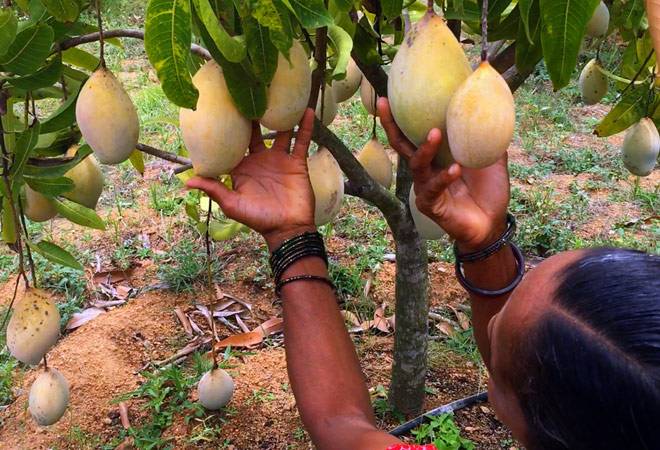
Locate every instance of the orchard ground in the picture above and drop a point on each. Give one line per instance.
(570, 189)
---
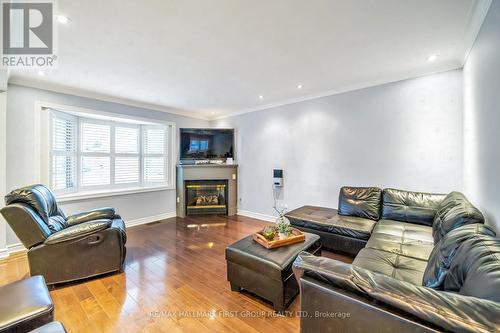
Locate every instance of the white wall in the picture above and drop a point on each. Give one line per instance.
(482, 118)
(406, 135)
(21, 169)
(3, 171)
--
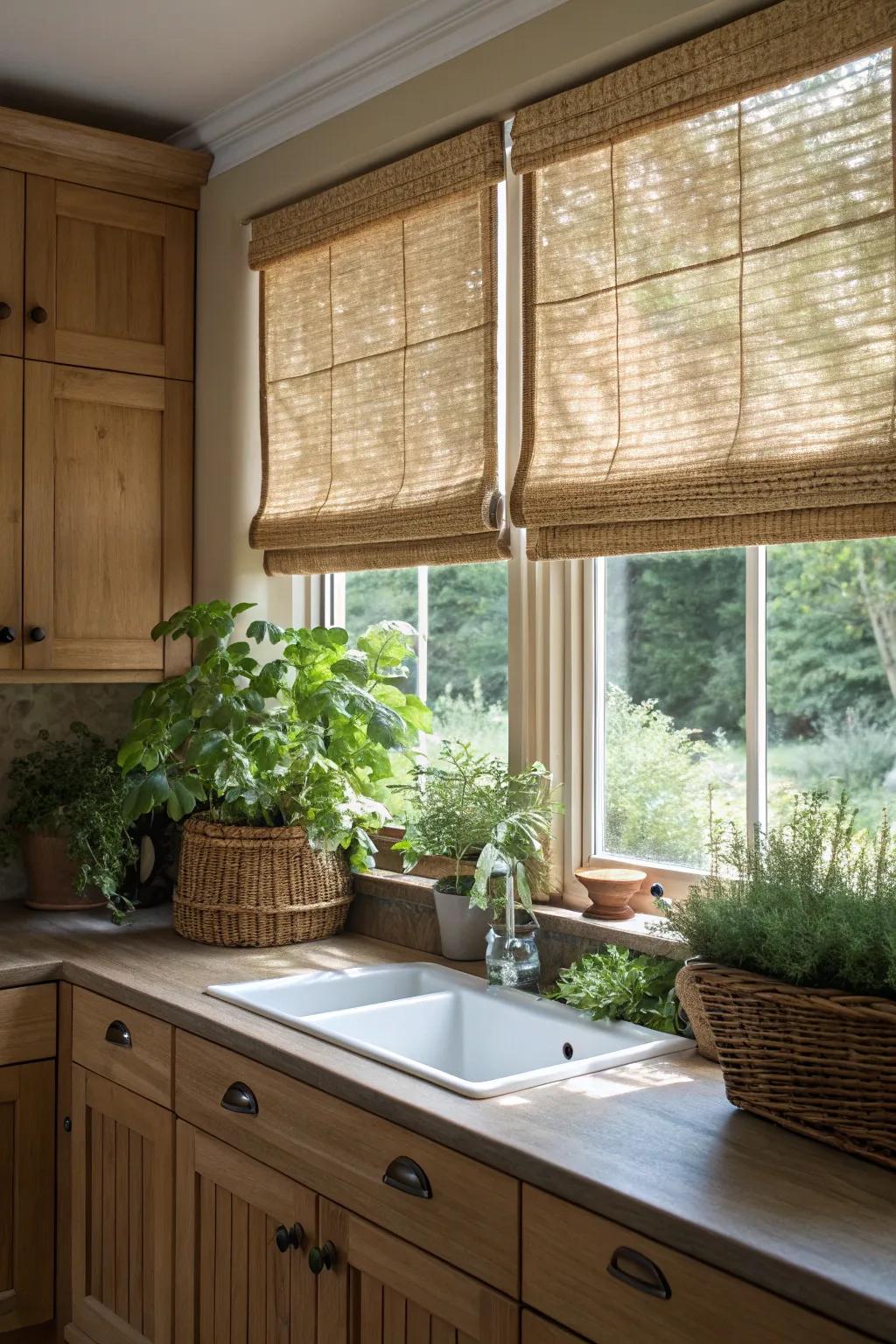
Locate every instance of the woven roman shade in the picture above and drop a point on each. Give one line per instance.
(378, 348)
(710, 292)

> Short problem
Collect each line of the material above that contains the word "orchard", and copy those lines unchanged.

> Task output
Locate every instance of the orchard ground in the picture above and drop a point on each. Give one line per instance.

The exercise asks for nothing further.